The problem ▸ What follows is a set of records; restate each one word for word and drop the pictures.

>> Start Material shown

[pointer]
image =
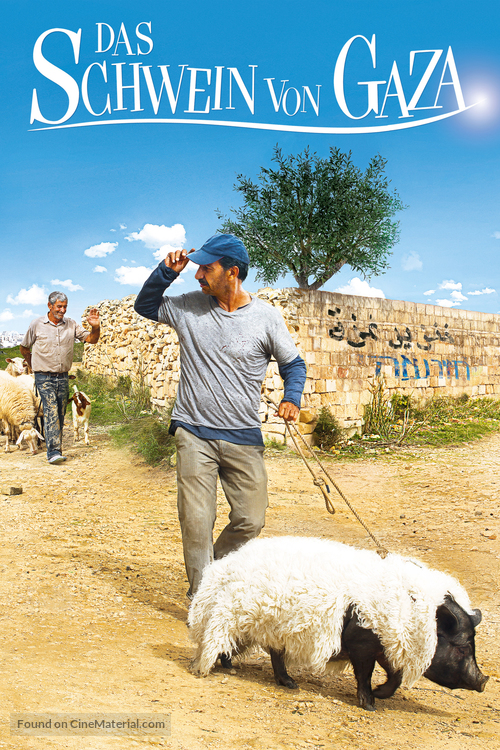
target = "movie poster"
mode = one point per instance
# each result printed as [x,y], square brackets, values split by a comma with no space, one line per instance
[125,128]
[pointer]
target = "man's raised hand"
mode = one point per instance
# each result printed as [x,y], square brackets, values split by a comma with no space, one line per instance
[177,260]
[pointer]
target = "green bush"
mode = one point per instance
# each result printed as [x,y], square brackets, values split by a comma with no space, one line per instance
[149,437]
[327,432]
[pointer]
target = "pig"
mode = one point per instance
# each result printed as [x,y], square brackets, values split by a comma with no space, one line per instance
[313,601]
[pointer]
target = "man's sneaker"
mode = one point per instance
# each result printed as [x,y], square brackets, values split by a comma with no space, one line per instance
[57,459]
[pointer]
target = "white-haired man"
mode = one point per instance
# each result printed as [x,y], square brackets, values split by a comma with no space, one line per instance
[48,349]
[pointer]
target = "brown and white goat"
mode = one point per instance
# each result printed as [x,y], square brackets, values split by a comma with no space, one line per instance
[81,408]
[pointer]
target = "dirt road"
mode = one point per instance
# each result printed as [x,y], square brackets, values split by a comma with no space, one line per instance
[93,601]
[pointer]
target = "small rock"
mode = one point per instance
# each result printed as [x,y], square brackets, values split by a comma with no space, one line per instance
[13,489]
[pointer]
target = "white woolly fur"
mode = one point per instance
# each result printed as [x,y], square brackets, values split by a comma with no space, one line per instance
[16,404]
[292,593]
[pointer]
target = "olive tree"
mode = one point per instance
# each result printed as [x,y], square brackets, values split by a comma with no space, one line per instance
[310,216]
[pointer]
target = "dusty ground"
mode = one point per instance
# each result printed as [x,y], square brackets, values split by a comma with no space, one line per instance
[93,601]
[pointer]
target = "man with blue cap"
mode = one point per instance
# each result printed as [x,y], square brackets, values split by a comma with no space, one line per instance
[227,338]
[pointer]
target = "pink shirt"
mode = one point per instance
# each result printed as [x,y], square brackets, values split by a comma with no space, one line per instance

>> End Material shown

Expected answer ▸
[pointer]
image =
target = "movie poster"
mode = one point per instance
# each result printed as [x,y], square brackets, values split by a comma with no space, one line per instance
[125,128]
[pointer]
target = "man's raised hand"
mode = one point per instance
# each result printed as [x,y], square brackets, values split by a comma with no space, one line per instance
[177,260]
[pointer]
target = "green bush"
mode = one point per instance
# each result printed as [x,y], square brackets, values split by a comma with no space, one line per instance
[149,437]
[327,432]
[pointer]
target = "pig"
mode = one point per instance
# each result printed as [x,y], square brackets, values split by a comma with no space, one line per instance
[313,601]
[pointer]
target = "man's sneaker"
mode = one point per instance
# each result printed as [x,y], square brackets, values split by a comma with no space, one line per instance
[57,459]
[pointer]
target = "white-haired man"
mode = one point per instance
# each result printed as [x,y], square brackets, values split by a comma with no space, one line per instance
[48,349]
[pointer]
target = "brown and white goat"
mode = one point per instance
# each result printed as [x,y], square brackets, values split by a comma with no space, one line per instance
[81,408]
[pointer]
target = "dirt road"
mode = one point per instance
# each result printed as [x,y], square brackets, values split by a comma with no space, one line per instance
[93,601]
[pointer]
target = "small rock"
mode = one point per instance
# each result printed as [x,y], square brackets, values split by a comma with no space, one line per instance
[13,489]
[pointer]
target = "white woolly fur"
mode = one point per instance
# each result printed as [x,y], square brackets, values split by a comma with no space, one line per instance
[16,404]
[292,593]
[pointer]
target = "olive tree"
mode = one point per instance
# each result printed as [x,y], square brackets, values split by a comma with no space, one line per instance
[310,216]
[pointer]
target = "dusty ground"
mode = one point per instance
# each result printed as [x,y], square brackets, values split by a comma with no space, one line per instance
[93,601]
[pointer]
target = "man with blue cap"
mode = one point per instance
# each result printed as [x,y], square brackets, values split by a comma with no space, one line per instance
[227,338]
[pointer]
target = "pink shirt"
mode = one point per instance
# each result printed as [x,y], square brackets, values split by a comma with no space, one line per instance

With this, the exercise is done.